### WORK TO BE COMPLETED
Reproduce the following data verbatim, preserving every line in its original order.

════════════════════

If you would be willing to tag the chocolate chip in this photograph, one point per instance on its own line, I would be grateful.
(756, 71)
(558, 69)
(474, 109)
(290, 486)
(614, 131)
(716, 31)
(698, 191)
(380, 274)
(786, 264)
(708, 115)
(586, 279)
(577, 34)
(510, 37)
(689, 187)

════════════════════

### OUTPUT
If you would be willing to tag the chocolate chip in this photograph, one point per instance on its own line, I would be grateful.
(756, 71)
(558, 69)
(474, 109)
(290, 486)
(614, 131)
(716, 31)
(698, 191)
(380, 274)
(786, 264)
(708, 115)
(586, 279)
(577, 34)
(510, 37)
(689, 187)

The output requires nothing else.